YOUR TASK: Could you quote, exactly as they stand, the lines running from the one with "Could you please indicate the man's hand" to the final line of the material?

EXTRACTED MATERIAL:
-------
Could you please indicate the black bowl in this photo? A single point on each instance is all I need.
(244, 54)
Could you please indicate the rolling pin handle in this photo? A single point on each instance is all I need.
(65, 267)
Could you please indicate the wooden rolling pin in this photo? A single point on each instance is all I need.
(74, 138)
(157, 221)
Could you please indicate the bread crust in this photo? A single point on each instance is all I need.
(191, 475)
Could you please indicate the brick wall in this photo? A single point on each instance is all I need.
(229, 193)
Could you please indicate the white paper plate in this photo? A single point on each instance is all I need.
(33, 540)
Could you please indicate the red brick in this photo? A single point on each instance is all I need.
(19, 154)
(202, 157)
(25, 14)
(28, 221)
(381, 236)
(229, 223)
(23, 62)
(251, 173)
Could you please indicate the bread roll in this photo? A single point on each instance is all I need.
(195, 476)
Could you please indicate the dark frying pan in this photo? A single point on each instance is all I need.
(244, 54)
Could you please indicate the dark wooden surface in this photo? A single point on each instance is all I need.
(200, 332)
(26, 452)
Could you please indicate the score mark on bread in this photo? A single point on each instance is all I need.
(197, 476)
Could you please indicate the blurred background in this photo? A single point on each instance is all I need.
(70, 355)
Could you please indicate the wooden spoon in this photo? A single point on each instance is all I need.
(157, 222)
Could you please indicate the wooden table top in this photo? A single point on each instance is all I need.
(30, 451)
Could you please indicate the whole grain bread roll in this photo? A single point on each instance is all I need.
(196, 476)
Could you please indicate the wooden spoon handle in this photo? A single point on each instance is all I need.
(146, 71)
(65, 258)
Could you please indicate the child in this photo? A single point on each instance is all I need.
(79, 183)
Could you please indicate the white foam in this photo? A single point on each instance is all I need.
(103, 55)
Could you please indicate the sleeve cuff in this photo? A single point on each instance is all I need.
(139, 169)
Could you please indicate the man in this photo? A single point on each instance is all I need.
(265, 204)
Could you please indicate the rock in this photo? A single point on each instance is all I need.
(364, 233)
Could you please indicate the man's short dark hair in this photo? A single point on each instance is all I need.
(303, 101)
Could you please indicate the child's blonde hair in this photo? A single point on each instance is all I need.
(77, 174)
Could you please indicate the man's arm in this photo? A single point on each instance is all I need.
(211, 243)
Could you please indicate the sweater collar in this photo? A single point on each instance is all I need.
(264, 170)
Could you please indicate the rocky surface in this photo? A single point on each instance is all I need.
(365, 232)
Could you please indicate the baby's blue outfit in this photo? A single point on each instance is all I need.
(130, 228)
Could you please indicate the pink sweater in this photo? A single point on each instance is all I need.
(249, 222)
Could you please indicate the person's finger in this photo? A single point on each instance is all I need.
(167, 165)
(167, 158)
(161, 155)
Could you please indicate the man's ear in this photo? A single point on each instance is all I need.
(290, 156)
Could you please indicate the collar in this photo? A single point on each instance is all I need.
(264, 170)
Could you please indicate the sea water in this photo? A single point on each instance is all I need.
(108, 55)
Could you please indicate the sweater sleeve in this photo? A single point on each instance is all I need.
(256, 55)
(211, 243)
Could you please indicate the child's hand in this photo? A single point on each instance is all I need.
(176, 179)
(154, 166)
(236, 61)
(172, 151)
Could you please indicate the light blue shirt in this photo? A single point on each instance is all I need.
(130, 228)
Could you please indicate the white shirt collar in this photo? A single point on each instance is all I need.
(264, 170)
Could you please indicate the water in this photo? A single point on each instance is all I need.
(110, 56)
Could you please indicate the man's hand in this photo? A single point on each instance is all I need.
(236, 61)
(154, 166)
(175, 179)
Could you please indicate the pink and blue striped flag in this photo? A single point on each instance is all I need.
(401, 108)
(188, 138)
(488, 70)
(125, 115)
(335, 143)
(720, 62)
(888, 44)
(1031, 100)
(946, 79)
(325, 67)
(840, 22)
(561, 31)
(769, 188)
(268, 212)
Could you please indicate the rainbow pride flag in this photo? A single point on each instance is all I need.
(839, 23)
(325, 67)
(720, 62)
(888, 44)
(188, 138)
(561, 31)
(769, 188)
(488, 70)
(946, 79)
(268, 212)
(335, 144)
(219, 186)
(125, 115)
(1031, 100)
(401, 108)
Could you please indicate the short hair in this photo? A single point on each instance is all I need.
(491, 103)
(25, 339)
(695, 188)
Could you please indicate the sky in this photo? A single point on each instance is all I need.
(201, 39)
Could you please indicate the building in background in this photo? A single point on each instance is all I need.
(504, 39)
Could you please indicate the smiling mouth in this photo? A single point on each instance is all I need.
-------
ANSWER TO THE TASK:
Could you please indicate the man's hand in this photo? A single point on each instance is all I need.
(236, 61)
(154, 166)
(175, 179)
Could you please indicate the pink and blue striped flag in this photo? A single point on each instance is all I need.
(401, 108)
(188, 138)
(488, 70)
(125, 115)
(335, 143)
(720, 62)
(888, 44)
(1031, 100)
(946, 79)
(325, 67)
(840, 22)
(561, 31)
(769, 188)
(268, 212)
Could you please indicate the rainbow pride flag in this photo? A single point on each instance is all I need.
(839, 23)
(325, 67)
(720, 62)
(888, 44)
(188, 138)
(561, 31)
(769, 188)
(488, 70)
(946, 79)
(268, 212)
(335, 144)
(219, 186)
(125, 115)
(1031, 100)
(401, 108)
Could you please indicate the short hair in this photo? A single point on each instance is all I need.
(491, 103)
(25, 339)
(695, 188)
Could you please indicate the sky in this photo? A single point on each instance is all I need.
(201, 39)
Could you please indicate the building in background in this photo? A single point on each instance is all I need.
(504, 39)
Could you please indicate the smiling mouth in this photo? A single point on each instance is all I need.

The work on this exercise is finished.